→ **Objective**
Reproduce the following entries line for line, with no changes.

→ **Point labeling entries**
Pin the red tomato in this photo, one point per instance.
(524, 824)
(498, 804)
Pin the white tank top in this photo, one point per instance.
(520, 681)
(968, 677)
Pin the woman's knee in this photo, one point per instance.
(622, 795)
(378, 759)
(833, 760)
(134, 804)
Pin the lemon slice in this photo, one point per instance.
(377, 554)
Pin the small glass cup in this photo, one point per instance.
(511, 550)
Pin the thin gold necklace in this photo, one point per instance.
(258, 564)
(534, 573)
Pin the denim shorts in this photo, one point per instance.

→ **Output**
Pin the red tomato in this photo, one point per instance.
(524, 824)
(498, 804)
Pin the white tank top in this photo, one point per instance.
(520, 681)
(968, 677)
Pin the woman's knee in this photo, one point per instance.
(622, 795)
(378, 759)
(833, 760)
(134, 804)
Pin the lemon slice in this photo, one point per instance.
(377, 554)
Pin the small glass cup in this photo, one point per instance.
(511, 550)
Pin the thin gold necklace in this photo, one point per instance.
(258, 564)
(534, 573)
Pin the denim shorts in this photo, one point per instance.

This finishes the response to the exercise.